_What the task requires_
Output the records below verbatim, minus the pictures.

───── Exercise material

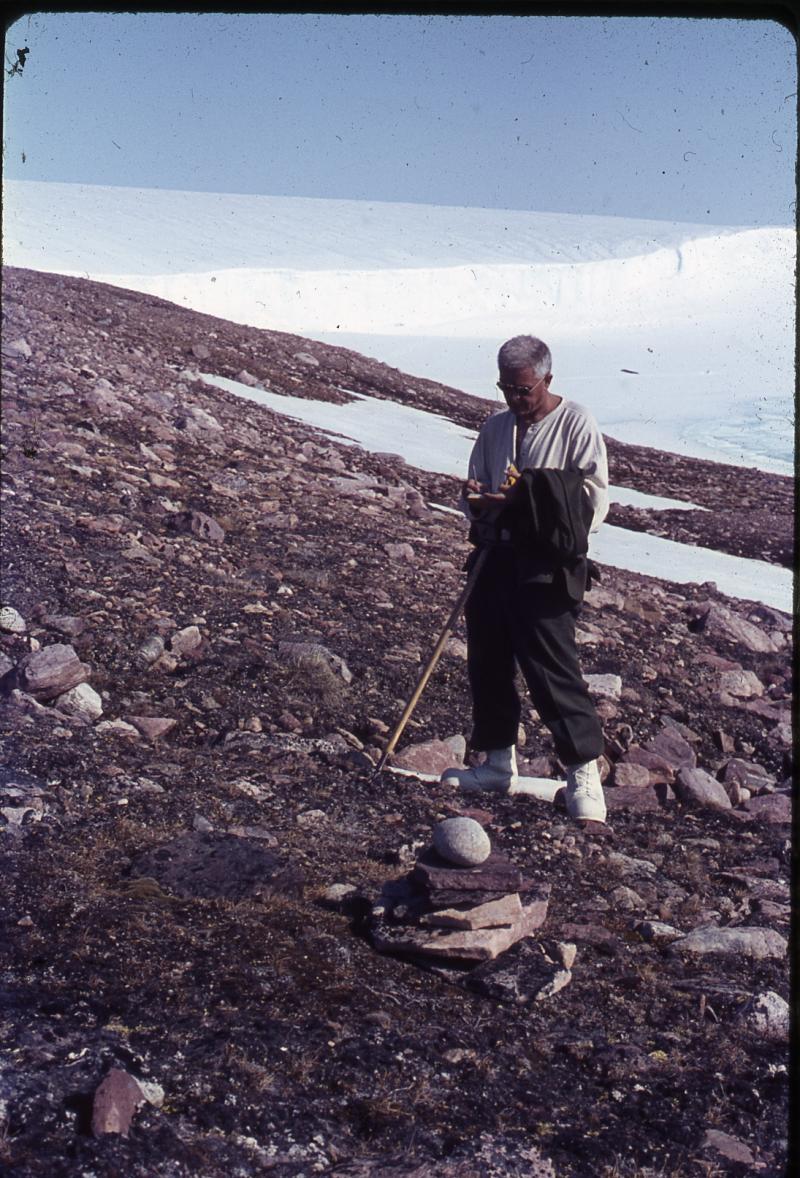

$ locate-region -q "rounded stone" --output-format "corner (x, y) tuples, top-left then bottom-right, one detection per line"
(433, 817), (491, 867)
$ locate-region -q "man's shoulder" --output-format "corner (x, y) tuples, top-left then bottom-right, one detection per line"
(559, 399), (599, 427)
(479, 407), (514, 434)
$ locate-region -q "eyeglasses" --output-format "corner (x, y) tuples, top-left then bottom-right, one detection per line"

──────────

_Written response_
$ locate-region -q "rounded stone" --output-format "corner (x, y) tuples, top-left then bottom-right, one detection per line"
(433, 817), (491, 867)
$ locate-region -q "man's shoulder" --output-format "corner (x, y) tuples, top-left then bottom-right, one detection per line"
(559, 399), (599, 427)
(479, 407), (514, 434)
$ locate-region -q "eyeglasses" --output-format "corner (x, y) tuples, top-left then bottom-right, one detection per line"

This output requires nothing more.